__EXCERPT PROVIDED__.
** begin **
Mr. Terrific is an American television sitcom that aired on CBS on Mondays at 8:00 p.m., from January 9 to August 28, 1967. Stephen Strimpell starred in the title role. A similar series on NBC, Captain Nice, also aired that season on Mondays, at 8:30 p.m.

The show was an attempt to capitalize on the "camp superhero" craze sparked by the success of the 1966 Batman TV series.

Premise
Riding the tide of the camp superhero craze of the 1960s, the show's premise involved gas station attendant Stanley Beamish (Strimpell), a mild-mannered scrawny youth who secretly worked to fight crime for a government organization, "The Bureau of Secret Projects," in Washington. All he needed to do was to take a "power pill" which gave him the strength of a thousand men and enabled him to fly, much like Superman, albeit by furious flapping while wearing the top half of a wingsuit. To the often-lamented misfortune of the Bureau of Secret Projects, he was the only person on whom the pills worked. It was established that, although the pill would give him high strength levels, he was still vulnerable to bullets. Furthermore, each power pill had a time limit of one hour (like Underdog and DC Comics's Hourman), although he generally had two 10-minute booster pills available per episode. Much of the show's humor revolved around the tendency of the amiable yet gullible Beamish to lose Mr. Terrific's powers at inopportune times, before he completed his given assignment.

Beamish's government employers were Mr. Barton J. Reed and Mr. Harley Trent, and his day-job partner at the service station was Hal Walters. Beamish was sworn to secrecy concerning his alter-ego and super-powers.

Alan Young, who had just completed his run as Wilbur Post on Mister Ed, was the original choice to play Stanley H. Beamish, and appeared in the original 1966 unaired version of the pilot, which featured a different supporting cast (Edward Andrews as The Chief, All Checco as Dr. Kramer, Dick Merrifield as Tony Lawrence, Sheilah Wells as Gloria Dickinson, and Jesse White as Mr. Finney).
** end **
__DATASET CONTENT__.
** begin **
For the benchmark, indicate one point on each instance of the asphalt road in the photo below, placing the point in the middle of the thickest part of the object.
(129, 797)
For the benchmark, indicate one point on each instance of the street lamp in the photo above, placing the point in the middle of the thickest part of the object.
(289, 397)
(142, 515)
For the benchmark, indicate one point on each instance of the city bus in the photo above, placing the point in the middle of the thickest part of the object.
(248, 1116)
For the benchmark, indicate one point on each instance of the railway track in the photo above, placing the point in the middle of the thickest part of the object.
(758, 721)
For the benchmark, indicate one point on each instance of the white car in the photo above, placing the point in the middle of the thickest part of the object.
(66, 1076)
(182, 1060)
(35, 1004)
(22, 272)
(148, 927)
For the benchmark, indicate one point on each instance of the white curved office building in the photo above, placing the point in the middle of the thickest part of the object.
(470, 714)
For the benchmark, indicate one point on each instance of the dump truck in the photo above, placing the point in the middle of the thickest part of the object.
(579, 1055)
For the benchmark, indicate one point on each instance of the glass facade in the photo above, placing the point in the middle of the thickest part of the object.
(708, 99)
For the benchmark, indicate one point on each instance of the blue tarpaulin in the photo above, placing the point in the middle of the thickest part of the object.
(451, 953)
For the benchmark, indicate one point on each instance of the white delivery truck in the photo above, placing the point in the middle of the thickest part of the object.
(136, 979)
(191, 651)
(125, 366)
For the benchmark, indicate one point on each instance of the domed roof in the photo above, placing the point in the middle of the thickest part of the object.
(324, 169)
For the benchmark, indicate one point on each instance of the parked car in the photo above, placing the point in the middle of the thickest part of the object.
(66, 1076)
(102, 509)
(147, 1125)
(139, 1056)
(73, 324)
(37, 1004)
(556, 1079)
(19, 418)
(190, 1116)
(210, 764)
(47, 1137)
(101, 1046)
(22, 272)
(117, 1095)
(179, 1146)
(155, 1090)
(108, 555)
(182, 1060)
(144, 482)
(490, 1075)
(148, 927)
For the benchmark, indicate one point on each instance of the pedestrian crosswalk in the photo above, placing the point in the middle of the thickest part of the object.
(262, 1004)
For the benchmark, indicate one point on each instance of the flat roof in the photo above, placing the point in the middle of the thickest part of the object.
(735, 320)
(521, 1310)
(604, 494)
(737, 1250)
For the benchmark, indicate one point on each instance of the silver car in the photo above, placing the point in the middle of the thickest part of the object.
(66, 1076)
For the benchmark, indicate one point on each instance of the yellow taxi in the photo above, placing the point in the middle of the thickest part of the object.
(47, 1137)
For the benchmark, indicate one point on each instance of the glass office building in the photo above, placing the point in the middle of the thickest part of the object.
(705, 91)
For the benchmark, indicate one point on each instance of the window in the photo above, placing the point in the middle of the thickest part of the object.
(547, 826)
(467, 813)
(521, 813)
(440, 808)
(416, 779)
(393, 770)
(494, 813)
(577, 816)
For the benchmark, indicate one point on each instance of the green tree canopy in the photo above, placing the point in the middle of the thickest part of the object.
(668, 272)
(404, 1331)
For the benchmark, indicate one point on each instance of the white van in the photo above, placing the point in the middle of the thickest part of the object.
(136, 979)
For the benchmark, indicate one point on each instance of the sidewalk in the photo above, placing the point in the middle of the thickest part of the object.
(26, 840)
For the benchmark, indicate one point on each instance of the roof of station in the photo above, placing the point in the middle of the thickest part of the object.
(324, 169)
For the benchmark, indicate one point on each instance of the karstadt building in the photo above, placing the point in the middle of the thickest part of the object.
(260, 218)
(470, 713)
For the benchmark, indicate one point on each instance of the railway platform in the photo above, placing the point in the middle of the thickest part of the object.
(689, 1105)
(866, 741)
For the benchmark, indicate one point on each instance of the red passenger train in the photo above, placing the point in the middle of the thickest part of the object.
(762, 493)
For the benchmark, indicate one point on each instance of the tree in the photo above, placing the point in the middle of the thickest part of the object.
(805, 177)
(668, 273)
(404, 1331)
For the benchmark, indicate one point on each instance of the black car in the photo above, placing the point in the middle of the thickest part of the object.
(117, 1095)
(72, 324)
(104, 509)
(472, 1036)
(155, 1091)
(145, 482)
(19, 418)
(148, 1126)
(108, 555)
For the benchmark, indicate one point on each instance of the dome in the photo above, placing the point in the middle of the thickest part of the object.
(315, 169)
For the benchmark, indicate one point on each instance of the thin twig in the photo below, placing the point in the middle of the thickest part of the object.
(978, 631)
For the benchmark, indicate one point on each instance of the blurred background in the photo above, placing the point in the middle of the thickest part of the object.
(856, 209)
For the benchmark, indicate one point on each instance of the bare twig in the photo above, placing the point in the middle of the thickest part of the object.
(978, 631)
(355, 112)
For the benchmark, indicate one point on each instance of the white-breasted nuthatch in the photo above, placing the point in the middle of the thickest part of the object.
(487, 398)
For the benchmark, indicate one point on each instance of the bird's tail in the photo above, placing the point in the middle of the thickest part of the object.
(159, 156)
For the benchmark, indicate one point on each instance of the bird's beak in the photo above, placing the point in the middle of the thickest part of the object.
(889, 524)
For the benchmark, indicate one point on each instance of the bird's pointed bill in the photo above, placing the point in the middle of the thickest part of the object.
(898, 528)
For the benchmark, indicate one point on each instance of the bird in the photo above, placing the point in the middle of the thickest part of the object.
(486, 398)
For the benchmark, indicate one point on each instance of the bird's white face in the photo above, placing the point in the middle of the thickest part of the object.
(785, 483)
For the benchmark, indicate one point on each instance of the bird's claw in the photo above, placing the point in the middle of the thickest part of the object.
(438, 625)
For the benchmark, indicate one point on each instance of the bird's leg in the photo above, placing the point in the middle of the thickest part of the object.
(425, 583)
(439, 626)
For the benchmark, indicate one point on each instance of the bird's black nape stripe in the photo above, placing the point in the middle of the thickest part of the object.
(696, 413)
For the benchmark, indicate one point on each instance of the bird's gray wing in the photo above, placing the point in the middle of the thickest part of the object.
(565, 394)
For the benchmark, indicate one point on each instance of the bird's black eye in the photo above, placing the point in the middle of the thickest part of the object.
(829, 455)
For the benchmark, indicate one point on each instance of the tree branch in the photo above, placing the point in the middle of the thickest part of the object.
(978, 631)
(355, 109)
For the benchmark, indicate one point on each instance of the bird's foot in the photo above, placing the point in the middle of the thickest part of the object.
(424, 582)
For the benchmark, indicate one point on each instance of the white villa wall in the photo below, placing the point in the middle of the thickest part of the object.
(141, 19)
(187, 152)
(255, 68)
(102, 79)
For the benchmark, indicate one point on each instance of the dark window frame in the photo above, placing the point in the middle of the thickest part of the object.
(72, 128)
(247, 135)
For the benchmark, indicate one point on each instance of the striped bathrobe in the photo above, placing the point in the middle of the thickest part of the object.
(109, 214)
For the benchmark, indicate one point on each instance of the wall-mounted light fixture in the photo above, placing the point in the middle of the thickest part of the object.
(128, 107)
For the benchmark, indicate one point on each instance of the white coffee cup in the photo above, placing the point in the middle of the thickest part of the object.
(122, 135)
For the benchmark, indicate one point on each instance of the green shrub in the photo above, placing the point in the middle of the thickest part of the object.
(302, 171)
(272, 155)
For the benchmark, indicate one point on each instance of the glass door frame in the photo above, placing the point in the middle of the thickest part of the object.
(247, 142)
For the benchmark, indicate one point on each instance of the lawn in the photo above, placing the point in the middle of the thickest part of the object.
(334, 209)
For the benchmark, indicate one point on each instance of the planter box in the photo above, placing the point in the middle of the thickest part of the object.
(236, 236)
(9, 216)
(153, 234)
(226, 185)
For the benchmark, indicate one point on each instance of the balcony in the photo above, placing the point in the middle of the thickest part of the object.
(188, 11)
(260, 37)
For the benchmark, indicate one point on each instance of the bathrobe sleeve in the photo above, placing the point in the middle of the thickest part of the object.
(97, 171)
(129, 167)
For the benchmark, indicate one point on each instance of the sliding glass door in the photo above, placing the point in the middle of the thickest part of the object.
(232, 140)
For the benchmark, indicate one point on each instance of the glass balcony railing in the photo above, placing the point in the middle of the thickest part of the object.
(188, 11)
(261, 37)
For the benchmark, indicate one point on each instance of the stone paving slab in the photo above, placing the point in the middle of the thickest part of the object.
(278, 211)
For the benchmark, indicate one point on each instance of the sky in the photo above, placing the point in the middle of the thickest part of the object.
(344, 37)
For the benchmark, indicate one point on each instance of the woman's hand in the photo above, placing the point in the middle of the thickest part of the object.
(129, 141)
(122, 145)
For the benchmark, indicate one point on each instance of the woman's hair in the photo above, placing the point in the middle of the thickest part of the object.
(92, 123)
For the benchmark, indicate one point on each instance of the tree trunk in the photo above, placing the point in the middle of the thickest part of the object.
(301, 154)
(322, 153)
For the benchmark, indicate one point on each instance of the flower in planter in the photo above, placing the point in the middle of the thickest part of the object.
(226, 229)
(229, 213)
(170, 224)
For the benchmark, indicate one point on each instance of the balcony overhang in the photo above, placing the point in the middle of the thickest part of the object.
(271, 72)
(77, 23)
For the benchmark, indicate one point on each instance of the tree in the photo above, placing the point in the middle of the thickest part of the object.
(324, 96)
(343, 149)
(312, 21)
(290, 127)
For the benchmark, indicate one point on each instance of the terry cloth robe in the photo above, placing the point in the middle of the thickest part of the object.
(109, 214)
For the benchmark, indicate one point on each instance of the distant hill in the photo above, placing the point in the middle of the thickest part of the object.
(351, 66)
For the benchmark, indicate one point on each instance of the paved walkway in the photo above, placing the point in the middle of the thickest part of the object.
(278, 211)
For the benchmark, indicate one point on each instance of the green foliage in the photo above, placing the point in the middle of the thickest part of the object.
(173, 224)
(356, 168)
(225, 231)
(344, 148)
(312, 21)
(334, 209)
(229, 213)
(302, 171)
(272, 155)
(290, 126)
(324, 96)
** end **
__WHAT YOU HAVE TO DO__.
Write out the Mr. Terrific text again, word for word.

__COMPLETED TASK__.
Mr. Terrific is an American television sitcom that aired on CBS on Mondays at 8:00 p.m., from January 9 to August 28, 1967. Stephen Strimpell starred in the title role. A similar series on NBC, Captain Nice, also aired that season on Mondays, at 8:30 p.m.

The show was an attempt to capitalize on the "camp superhero" craze sparked by the success of the 1966 Batman TV series.

Premise
Riding the tide of the camp superhero craze of the 1960s, the show's premise involved gas station attendant Stanley Beamish (Strimpell), a mild-mannered scrawny youth who secretly worked to fight crime for a government organization, "The Bureau of Secret Projects," in Washington. All he needed to do was to take a "power pill" which gave him the strength of a thousand men and enabled him to fly, much like Superman, albeit by furious flapping while wearing the top half of a wingsuit. To the often-lamented misfortune of the Bureau of Secret Projects, he was the only person on whom the pills worked. It was established that, although the pill would give him high strength levels, he was still vulnerable to bullets. Furthermore, each power pill had a time limit of one hour (like Underdog and DC Comics's Hourman), although he generally had two 10-minute booster pills available per episode. Much of the show's humor revolved around the tendency of the amiable yet gullible Beamish to lose Mr. Terrific's powers at inopportune times, before he completed his given assignment.

Beamish's government employers were Mr. Barton J. Reed and Mr. Harley Trent, and his day-job partner at the service station was Hal Walters. Beamish was sworn to secrecy concerning his alter-ego and super-powers.

Alan Young, who had just completed his run as Wilbur Post on Mister Ed, was the original choice to play Stanley H. Beamish, and appeared in the original 1966 unaired version of the pilot, which featured a different supporting cast (Edward Andrews as The Chief, All Checco as Dr. Kramer, Dick Merrifield as Tony Lawrence, Sheilah Wells as Gloria Dickinson, and Jesse White as Mr. Finney).